* **DIRECTIVES**:
**1.** Copy the stretch of the code review thread from "Cache hit doesn't" through "to data corruption." word for word.
**2.** In the code review thread, what two things does the cache hit in ipc_handle.cpp fail to validate?

If zeros are intentional as a safety net, a brief comment explaining the guarantee (that all num_tokens positions are covered exactly once) would clarify the intent.

greptile-apps · 2026-03-10T14:57:48Z

csrc/multidevice/dispatch_combine.cpp

+      ctx,
+      n_tokens_to_rank,
+      /*max_send_total=*/num_tokens,
+      /*max_send_bytes=*/num_tokens,
+      /*max_recv=*/capacity,
+      stream);
  auto n_tokens_from_rank = metadata.recv_counts;
-  const int64_t total_recv = metadata.total_recv;
-  const int64_t max_recv = metadata.max_recv;
-
-  // Allocate symmetric buffers for send/recv payloads.
-  auto send_x_sym = SymmetricTensor::allocate(
-      {metadata.max_send_total, hidden}, x.scalar_type(), x.device());
-  send_x_sym.narrow(0, 0, num_tokens).copy_(send_x);
-  auto send_topk_idx_sym = SymmetricTensor::allocate(
-      {metadata.max_send_total, topk_idx.size(1)},
+
+  auto& rx = ctx.recv("x", capacity, {hidden}, x.scalar_type(), x.device());
+  auto& ri = ctx.recv(
+      "topk_idx",
+      capacity,
+      {topk_idx.size(1)},
      topk_idx.scalar_type(),
      x.device());


DispatchResult from CUDA backend returns full capacity buffers — callers must not narrow by recv_counts

recv_x, recv_topk_idx, recv_topk_weights, and recv_src_idx all have shape [C, ...] = [T*R, ...] with only the first V = sum(n_tokens_from_rank) rows valid. Any downstream operation that passes these tensors to kernel code treating the first dimension as the actual token count (e.g., a linear layer, softmax, or gradient accumulation) will silently process T*R - V garbage rows.

The header now documents this contract (DispatchResult comments), but the HostIrEvaluator that schedules the fusion kernel between dispatch and combine receives these over-allocated tensors with no enforcement that the kernel only operates on valid rows. Consider adding a runtime check in the evaluator path or document that any kernel scheduled between dispatch and combine must accept and correctly ignore padding rows.

samnordmann · 2026-03-10T16:15:39Z

!test

greptile-apps · 2026-03-11T11:00:29Z

csrc/multidevice/ipc_handle.cpp

+  auto& entry = recv_entries_[name];
+  if (entry.sym && entry.cached_first_dim >= first_dim) {
+    return entry.handle;
+  }


Cache hit doesn't validate dtype or extra_sizes

The cache returns the existing RecvHandle whenever entry.cached_first_dim >= first_dim, but does not check that dtype or extra_sizes match the originally-allocated buffer. If the same logical name (e.g., "x") were ever called with a different scalar type or a different extra dimension (e.g., hidden size changes), the kernel would silently receive a buffer with the wrong element type or stride, leading to data corruption.

[Data items]

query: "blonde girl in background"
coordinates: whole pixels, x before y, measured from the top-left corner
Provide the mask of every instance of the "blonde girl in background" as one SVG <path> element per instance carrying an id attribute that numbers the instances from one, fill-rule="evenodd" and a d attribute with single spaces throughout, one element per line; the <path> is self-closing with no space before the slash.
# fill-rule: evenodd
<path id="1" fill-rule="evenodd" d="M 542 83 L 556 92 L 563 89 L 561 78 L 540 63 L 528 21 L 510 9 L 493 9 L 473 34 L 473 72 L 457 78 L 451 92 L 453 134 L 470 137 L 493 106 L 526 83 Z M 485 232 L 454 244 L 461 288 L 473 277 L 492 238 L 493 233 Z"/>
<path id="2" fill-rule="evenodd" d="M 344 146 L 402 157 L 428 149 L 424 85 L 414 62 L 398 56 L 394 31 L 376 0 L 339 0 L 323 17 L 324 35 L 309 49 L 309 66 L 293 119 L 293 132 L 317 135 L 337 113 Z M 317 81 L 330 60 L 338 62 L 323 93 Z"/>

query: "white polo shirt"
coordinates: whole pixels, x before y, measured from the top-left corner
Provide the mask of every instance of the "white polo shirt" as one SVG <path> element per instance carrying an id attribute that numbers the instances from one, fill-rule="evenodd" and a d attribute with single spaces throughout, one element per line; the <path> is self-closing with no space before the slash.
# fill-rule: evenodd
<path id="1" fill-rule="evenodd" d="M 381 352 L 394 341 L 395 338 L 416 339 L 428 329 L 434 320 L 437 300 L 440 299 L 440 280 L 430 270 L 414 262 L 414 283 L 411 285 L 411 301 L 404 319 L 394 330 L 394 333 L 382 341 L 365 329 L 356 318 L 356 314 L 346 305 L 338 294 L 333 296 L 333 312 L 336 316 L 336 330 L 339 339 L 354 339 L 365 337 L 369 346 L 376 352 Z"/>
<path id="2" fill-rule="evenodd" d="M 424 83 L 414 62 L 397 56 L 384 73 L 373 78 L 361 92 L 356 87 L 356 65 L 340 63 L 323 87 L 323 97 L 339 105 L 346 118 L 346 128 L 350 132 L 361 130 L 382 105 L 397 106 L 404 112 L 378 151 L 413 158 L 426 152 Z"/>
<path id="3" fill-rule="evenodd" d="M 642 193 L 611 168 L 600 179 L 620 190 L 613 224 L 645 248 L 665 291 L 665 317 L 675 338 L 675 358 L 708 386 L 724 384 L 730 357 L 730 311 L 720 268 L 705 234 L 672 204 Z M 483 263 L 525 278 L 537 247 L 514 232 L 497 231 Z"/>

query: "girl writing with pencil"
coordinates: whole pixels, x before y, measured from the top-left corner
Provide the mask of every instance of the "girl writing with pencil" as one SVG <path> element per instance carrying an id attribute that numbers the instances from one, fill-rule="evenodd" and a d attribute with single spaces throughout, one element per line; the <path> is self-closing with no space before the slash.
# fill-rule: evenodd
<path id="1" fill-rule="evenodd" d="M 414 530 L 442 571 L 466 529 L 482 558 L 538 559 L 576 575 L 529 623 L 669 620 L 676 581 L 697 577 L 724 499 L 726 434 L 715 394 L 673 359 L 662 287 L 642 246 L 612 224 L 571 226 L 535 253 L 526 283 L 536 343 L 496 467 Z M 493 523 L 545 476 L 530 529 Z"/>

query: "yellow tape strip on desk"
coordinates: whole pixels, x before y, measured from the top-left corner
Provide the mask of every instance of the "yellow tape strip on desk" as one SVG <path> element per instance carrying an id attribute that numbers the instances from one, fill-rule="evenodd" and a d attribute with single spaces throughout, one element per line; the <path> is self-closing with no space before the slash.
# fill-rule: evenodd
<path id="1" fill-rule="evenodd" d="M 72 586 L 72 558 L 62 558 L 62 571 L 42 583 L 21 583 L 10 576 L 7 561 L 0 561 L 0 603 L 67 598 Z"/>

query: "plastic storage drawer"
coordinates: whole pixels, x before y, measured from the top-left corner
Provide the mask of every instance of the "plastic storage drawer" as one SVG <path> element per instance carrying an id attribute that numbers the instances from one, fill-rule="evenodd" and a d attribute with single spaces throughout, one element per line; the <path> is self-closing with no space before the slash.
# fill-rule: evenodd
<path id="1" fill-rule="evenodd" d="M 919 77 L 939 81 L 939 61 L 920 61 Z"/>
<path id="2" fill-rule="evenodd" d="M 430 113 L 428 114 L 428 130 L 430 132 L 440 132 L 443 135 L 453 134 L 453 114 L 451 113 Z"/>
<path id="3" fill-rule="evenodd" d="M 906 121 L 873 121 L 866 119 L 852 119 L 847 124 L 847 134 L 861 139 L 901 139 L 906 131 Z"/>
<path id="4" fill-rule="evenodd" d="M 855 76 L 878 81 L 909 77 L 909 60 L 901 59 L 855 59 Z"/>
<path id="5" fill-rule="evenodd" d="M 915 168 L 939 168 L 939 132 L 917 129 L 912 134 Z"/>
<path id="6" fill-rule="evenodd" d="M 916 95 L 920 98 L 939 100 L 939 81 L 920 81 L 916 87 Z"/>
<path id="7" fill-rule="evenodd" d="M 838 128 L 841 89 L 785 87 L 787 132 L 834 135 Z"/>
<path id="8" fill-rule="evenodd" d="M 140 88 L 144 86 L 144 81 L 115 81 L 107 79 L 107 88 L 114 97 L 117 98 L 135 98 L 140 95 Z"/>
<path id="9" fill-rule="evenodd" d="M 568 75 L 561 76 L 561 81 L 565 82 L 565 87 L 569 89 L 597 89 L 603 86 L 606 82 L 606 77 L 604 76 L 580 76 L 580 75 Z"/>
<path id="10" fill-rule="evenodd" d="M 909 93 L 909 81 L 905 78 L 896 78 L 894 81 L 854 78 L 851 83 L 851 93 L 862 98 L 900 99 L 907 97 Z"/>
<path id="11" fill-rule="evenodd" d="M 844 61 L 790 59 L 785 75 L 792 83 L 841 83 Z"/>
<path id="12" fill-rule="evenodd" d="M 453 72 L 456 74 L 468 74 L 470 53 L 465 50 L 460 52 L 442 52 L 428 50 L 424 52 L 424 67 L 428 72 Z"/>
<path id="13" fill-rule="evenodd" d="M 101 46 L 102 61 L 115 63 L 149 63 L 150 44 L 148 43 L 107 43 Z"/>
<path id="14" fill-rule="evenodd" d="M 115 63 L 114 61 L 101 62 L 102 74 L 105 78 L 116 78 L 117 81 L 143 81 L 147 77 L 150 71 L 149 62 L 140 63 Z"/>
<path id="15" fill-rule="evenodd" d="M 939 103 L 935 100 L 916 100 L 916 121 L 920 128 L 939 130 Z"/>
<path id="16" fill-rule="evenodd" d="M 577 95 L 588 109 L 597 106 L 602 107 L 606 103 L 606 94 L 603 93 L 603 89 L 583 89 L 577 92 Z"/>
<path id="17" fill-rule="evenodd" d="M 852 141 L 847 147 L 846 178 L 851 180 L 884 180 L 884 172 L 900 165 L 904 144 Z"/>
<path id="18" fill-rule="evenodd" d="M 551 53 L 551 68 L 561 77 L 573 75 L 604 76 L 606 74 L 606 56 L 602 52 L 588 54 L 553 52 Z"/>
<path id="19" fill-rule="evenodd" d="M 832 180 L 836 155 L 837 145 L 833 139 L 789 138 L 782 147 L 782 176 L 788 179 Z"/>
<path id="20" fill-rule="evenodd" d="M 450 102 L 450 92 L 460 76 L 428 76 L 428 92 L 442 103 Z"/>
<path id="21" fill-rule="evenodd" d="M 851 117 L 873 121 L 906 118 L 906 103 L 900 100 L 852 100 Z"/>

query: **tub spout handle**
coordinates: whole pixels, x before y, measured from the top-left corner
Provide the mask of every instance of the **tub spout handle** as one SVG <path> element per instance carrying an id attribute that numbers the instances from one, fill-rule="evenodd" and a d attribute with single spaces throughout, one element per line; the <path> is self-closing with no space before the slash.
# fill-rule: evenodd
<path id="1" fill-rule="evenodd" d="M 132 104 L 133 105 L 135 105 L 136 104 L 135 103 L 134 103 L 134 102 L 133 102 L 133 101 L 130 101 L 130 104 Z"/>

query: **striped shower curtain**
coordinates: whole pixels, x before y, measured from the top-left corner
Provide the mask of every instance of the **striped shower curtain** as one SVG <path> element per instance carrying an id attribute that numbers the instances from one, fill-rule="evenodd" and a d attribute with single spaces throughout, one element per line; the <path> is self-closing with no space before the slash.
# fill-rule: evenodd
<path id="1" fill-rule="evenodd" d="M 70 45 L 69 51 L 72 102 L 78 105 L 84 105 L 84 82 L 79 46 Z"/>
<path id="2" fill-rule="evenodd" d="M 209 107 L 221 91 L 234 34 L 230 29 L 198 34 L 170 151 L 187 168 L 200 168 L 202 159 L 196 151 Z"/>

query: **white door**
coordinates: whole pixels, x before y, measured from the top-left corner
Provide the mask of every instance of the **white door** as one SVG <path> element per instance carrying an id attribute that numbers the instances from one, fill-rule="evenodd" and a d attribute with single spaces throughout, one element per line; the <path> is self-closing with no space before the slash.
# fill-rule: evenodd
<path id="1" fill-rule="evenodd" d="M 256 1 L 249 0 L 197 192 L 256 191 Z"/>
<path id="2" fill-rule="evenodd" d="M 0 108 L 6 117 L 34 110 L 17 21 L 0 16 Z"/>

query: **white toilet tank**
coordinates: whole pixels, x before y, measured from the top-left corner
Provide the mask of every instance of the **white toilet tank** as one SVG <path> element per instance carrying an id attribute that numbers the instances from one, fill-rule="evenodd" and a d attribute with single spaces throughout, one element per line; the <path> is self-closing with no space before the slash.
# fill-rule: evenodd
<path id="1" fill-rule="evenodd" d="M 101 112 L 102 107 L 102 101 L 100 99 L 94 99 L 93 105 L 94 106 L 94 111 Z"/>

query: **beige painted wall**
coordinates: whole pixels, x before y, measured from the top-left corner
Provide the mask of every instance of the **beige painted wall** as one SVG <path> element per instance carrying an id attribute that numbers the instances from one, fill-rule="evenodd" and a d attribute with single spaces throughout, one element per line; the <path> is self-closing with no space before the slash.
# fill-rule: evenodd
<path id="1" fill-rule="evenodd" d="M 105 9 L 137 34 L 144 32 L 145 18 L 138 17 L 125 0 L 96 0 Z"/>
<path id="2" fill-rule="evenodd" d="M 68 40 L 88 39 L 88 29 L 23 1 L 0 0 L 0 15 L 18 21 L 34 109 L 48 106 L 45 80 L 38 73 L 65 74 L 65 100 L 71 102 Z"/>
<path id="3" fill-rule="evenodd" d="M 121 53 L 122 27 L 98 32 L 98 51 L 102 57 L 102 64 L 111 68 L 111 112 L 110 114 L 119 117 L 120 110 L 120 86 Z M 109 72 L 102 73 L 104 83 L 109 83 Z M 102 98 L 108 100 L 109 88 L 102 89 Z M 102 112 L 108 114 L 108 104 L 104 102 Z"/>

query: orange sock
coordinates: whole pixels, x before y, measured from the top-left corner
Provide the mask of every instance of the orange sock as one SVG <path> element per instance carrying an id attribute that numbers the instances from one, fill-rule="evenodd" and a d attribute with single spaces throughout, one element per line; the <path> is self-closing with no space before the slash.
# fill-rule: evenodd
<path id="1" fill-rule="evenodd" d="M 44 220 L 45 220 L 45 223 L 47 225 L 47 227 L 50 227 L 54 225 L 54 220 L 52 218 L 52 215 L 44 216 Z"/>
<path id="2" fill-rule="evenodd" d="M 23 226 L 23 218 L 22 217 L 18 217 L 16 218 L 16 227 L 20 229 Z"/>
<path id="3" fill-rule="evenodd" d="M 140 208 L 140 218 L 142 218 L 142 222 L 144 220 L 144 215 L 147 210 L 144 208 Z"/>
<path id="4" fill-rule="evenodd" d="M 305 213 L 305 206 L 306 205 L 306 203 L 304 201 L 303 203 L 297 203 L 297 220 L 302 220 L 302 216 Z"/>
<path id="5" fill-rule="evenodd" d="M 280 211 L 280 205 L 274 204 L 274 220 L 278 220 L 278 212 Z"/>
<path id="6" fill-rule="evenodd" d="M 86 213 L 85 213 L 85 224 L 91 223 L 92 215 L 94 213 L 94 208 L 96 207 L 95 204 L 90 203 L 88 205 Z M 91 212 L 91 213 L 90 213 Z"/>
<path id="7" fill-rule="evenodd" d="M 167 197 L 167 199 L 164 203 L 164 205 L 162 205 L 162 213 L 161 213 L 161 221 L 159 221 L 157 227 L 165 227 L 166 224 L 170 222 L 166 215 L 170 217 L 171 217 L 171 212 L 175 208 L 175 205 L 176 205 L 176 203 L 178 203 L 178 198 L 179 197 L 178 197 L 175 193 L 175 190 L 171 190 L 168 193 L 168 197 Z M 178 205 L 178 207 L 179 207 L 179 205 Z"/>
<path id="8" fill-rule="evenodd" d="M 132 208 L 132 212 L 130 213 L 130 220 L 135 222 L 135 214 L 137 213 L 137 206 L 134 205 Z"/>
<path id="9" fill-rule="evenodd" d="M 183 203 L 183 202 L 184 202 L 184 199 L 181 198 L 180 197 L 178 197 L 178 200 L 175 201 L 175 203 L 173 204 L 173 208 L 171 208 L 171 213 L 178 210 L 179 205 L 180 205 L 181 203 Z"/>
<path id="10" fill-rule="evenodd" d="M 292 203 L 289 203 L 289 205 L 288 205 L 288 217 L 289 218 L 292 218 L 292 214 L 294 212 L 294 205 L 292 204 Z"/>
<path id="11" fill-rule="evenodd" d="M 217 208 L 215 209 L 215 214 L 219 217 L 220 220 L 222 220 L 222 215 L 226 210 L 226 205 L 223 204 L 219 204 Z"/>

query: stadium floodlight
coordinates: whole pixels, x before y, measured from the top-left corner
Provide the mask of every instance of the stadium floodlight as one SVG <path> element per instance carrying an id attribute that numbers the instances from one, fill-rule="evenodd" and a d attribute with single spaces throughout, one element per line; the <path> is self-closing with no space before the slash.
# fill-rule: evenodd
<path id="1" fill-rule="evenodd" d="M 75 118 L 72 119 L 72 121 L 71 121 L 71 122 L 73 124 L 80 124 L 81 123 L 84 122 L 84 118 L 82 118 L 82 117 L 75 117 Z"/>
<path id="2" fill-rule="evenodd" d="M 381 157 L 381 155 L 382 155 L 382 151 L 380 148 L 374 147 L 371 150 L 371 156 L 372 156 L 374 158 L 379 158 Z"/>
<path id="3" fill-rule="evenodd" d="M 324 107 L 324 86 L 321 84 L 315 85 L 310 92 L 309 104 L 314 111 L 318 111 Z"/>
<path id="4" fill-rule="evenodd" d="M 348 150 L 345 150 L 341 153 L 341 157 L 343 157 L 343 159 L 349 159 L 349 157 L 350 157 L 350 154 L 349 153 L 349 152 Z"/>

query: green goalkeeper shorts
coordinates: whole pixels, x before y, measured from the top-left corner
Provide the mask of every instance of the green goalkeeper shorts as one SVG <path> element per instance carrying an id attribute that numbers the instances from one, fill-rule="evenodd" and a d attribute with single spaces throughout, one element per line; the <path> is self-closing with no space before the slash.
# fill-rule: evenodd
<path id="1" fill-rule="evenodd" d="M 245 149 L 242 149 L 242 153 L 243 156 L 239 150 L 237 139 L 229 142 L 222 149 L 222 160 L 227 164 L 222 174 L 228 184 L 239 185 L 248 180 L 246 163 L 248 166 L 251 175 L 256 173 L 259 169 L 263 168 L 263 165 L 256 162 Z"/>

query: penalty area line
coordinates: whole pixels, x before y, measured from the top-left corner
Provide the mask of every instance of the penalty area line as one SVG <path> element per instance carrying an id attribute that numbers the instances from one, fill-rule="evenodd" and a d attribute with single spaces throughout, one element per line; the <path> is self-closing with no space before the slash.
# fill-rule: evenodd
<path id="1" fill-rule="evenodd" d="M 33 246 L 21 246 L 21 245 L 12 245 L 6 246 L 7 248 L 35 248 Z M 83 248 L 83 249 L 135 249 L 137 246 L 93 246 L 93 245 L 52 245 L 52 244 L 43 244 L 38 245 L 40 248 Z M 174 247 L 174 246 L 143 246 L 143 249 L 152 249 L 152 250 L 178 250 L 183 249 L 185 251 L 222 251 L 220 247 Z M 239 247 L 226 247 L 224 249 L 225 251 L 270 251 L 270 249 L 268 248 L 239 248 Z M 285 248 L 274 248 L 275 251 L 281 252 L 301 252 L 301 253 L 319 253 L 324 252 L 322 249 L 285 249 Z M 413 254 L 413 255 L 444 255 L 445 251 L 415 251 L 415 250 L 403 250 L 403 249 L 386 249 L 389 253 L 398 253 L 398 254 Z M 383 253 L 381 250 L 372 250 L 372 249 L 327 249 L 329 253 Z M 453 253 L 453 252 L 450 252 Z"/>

* **SOLUTIONS IN ORDER**:
**1.**
Cache hit doesn't validate dtype or extra_sizes

The cache returns the existing RecvHandle whenever entry.cached_first_dim >= first_dim, but does not check that dtype or extra_sizes match the originally-allocated buffer. If the same logical name (e.g., "x") were ever called with a different scalar type or a different extra dimension (e.g., hidden size changes), the kernel would silently receive a buffer with the wrong element type or stride, leading to data corruption.

**2.** It does not validate dtype or extra_sizes against the originally allocated buffer.